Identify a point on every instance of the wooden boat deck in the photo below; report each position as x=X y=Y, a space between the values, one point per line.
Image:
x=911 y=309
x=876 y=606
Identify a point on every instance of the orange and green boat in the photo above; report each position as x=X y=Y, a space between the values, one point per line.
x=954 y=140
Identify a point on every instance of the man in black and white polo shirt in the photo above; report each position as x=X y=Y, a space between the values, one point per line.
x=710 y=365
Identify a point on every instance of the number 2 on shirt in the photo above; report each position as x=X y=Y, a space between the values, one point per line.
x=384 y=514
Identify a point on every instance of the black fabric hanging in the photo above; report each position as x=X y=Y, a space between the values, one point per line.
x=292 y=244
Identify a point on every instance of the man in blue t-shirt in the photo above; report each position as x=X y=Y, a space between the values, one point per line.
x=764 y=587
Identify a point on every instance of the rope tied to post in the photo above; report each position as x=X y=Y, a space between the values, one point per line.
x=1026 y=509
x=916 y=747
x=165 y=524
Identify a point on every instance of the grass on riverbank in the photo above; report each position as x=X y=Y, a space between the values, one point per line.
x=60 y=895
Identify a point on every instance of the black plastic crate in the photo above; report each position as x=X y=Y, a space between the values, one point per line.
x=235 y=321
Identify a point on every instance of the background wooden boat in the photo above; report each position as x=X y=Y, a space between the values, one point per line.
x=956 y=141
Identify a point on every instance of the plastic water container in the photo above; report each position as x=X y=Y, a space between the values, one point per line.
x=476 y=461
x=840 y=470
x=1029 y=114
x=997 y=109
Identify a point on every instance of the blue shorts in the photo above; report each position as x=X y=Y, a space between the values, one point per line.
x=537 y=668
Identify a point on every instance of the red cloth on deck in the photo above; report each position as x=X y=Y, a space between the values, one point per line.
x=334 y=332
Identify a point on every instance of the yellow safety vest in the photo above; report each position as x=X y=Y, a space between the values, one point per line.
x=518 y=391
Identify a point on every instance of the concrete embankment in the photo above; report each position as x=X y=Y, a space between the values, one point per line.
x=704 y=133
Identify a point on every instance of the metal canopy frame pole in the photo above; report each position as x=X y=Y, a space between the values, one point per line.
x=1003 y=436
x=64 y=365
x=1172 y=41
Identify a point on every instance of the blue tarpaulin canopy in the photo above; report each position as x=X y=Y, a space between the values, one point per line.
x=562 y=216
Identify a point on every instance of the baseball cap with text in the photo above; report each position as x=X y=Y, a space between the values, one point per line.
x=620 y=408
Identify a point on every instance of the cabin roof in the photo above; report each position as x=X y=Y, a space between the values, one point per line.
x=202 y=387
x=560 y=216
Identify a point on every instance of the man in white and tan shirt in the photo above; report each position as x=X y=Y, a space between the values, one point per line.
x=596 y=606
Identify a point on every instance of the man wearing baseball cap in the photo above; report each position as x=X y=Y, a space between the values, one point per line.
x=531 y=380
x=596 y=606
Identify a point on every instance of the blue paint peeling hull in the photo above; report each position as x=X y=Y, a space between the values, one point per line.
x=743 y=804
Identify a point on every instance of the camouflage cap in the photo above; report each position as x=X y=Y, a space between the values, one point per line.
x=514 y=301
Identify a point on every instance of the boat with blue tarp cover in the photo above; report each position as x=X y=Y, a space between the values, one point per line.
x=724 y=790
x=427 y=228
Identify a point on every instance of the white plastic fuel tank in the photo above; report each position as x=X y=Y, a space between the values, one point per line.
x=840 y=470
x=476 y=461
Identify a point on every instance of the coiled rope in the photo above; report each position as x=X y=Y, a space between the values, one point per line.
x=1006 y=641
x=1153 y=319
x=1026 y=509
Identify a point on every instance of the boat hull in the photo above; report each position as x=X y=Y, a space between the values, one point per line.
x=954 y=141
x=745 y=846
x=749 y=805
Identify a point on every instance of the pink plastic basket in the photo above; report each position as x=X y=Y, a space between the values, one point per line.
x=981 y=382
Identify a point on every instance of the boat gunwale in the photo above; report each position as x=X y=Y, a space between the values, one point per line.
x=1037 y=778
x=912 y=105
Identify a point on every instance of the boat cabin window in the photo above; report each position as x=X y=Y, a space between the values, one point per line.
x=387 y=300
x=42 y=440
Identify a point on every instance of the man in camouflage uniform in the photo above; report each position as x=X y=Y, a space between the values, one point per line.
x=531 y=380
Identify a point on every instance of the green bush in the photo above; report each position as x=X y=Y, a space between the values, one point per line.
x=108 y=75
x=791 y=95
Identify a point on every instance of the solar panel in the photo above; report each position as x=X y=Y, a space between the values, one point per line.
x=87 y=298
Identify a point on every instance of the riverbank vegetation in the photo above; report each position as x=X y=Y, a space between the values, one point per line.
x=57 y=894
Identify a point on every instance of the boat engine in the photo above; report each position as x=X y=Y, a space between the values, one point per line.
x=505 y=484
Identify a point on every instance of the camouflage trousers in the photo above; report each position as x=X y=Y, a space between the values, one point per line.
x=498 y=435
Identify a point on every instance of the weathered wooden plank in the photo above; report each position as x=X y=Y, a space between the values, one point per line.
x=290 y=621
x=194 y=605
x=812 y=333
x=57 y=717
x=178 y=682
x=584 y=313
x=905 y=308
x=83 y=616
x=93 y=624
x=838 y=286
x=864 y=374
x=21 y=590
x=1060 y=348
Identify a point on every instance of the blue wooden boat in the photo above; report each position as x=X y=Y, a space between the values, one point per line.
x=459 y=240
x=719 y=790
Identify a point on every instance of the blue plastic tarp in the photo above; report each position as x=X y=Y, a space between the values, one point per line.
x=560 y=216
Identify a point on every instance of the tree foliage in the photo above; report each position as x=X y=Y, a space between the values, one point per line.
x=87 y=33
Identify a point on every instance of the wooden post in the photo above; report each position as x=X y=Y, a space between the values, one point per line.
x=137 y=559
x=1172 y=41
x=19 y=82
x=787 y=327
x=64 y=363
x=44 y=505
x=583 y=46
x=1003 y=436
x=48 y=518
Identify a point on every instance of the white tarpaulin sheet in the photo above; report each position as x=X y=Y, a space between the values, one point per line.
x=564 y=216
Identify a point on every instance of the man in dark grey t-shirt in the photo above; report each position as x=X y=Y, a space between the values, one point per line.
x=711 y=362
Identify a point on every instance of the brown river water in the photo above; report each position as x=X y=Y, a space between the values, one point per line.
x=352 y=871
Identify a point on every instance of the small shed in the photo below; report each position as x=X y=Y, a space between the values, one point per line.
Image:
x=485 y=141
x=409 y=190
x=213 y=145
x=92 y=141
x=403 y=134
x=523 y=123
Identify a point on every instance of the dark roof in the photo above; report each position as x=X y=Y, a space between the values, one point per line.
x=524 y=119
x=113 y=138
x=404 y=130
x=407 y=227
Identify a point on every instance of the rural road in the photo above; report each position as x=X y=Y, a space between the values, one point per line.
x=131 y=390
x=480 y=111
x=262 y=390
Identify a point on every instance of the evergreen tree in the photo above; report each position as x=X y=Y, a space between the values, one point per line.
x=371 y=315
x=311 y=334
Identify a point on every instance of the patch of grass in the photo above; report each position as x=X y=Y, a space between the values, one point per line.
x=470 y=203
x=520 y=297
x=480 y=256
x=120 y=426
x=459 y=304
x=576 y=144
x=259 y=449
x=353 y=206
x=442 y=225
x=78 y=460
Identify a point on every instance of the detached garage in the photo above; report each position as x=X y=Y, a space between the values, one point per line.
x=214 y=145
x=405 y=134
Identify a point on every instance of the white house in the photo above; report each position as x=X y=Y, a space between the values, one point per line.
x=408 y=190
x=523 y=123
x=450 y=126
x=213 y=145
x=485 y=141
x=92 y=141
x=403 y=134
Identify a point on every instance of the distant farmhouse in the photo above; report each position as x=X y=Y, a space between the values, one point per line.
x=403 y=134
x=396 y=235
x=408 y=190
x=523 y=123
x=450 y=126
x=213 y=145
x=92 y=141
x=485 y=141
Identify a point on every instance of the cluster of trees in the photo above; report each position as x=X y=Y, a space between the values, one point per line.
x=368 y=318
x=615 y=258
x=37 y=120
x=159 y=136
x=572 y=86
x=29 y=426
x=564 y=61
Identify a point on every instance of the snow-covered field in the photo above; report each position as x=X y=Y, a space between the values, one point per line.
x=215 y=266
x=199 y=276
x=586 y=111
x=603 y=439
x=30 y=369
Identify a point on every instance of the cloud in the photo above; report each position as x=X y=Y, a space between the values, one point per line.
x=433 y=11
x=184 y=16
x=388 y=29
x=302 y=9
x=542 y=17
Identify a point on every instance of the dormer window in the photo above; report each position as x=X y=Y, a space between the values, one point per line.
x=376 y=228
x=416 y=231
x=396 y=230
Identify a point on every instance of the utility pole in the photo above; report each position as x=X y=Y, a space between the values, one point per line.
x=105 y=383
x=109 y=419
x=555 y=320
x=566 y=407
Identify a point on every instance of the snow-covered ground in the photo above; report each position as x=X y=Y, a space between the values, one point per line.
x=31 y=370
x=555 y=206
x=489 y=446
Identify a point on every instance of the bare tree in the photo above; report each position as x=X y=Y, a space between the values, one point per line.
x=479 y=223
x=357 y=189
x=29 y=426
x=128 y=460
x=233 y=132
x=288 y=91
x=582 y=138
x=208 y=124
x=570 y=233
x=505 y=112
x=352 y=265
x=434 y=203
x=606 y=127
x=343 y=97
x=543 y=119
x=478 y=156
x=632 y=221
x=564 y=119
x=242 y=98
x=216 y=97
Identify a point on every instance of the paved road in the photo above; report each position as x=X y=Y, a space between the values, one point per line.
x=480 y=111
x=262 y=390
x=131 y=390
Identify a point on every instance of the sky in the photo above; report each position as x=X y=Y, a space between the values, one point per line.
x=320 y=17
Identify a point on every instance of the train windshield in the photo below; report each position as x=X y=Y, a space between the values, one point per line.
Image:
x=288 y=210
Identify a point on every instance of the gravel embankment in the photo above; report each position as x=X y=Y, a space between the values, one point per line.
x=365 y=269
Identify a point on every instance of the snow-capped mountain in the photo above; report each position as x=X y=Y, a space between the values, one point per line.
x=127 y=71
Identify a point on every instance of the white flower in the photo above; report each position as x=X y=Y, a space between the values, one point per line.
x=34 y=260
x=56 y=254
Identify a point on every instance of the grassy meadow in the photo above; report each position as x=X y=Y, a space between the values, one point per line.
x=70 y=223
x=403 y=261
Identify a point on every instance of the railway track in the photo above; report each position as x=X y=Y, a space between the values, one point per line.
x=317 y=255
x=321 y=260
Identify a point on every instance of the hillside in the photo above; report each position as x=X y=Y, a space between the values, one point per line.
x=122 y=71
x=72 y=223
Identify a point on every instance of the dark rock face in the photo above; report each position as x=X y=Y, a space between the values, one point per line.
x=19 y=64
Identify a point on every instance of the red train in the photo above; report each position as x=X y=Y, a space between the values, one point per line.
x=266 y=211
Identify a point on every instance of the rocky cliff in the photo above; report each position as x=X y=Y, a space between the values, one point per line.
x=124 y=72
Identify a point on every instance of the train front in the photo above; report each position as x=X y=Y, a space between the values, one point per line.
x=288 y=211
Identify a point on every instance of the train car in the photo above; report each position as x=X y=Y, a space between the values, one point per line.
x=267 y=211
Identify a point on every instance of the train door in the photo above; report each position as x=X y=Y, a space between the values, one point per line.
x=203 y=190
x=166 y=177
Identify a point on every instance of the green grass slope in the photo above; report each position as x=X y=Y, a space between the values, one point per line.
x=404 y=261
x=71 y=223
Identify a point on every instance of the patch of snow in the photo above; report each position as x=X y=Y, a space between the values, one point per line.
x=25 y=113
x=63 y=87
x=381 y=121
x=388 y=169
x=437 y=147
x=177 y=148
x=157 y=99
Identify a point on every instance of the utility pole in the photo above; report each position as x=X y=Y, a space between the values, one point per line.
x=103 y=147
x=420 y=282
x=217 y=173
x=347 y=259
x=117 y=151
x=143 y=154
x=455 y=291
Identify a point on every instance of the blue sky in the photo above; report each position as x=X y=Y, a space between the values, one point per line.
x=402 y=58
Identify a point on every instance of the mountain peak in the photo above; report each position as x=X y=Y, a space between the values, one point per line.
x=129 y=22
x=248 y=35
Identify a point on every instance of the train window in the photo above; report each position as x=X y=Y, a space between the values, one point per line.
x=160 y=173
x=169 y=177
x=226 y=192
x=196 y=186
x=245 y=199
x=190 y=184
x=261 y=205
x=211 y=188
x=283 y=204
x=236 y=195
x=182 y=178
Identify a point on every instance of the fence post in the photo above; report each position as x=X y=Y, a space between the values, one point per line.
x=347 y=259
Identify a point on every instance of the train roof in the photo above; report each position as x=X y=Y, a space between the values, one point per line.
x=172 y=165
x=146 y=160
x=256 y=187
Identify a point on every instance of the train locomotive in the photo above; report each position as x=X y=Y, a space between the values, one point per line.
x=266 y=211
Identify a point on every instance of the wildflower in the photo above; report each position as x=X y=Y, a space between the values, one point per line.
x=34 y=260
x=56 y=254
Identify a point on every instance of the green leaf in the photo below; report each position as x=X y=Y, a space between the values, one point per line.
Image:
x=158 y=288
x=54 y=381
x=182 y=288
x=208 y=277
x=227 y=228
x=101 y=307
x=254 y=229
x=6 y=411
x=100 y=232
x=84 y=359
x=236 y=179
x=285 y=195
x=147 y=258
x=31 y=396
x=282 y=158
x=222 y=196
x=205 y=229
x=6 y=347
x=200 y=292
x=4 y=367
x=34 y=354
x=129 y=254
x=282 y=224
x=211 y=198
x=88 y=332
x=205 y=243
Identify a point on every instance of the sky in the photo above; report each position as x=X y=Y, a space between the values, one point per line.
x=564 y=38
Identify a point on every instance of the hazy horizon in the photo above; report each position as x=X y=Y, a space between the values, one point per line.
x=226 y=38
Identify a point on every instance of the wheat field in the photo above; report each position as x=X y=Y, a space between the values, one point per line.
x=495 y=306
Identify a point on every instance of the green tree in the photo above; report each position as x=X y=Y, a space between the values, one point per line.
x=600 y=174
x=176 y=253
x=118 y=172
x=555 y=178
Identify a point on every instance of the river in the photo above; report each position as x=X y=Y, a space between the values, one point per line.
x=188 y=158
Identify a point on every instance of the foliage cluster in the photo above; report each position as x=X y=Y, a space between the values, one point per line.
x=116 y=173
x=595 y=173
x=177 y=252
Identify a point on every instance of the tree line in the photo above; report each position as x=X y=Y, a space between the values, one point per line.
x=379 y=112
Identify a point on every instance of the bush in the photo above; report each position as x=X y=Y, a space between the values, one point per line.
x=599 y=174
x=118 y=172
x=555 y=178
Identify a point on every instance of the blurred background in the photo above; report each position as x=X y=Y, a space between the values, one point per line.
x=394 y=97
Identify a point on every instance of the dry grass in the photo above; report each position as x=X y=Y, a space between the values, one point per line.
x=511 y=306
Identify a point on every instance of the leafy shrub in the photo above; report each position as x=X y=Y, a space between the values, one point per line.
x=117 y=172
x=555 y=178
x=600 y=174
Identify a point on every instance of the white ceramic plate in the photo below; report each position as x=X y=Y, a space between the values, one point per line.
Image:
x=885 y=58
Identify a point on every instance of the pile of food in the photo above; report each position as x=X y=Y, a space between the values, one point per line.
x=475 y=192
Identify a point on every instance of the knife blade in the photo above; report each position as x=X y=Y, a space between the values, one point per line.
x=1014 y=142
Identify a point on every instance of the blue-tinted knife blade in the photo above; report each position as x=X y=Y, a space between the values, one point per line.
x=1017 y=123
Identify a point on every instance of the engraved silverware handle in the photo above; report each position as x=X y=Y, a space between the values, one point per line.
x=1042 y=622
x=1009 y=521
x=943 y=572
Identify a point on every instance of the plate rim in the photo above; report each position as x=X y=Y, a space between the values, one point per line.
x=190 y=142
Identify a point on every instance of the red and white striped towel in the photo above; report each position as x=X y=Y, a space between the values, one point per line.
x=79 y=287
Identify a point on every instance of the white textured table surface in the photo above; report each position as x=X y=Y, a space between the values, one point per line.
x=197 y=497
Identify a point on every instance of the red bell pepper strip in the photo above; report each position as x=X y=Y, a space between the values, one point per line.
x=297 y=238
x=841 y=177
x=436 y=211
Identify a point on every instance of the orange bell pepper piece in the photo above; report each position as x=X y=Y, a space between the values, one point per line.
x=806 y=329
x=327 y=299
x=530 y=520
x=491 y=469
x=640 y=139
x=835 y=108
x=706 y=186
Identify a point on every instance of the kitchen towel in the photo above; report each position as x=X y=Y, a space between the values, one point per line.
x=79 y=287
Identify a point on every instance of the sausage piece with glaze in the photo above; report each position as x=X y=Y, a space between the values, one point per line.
###
_AIM_
Arrange everything from the start of the items down to the line containing "x=384 y=514", inclusive, as a Markdown table with a "No." column numbering each row and an "Entry" column holding the line. Skip blank lines.

_RESPONSE_
| No. | Entry |
|---|---|
| 1 | Identify a point on every instance of the wooden boat deck in the photo below; report each position as x=X y=Y, a space between the values, one point per line. |
| 2 | Image: |
| 3 | x=911 y=309 |
| 4 | x=876 y=606 |
| 5 | Identify a point on every instance of the orange and green boat in the photo above; report each position as x=X y=Y, a space between the values, one point per line. |
| 6 | x=954 y=140 |
| 7 | Identify a point on every instance of the man in black and white polo shirt in the photo above; report each position as x=X y=Y, a space between the values, one point per line. |
| 8 | x=710 y=365 |
| 9 | Identify a point on every instance of the number 2 on shirt in the photo above; report each position as x=X y=Y, a space between the values, one point per line. |
| 10 | x=384 y=514 |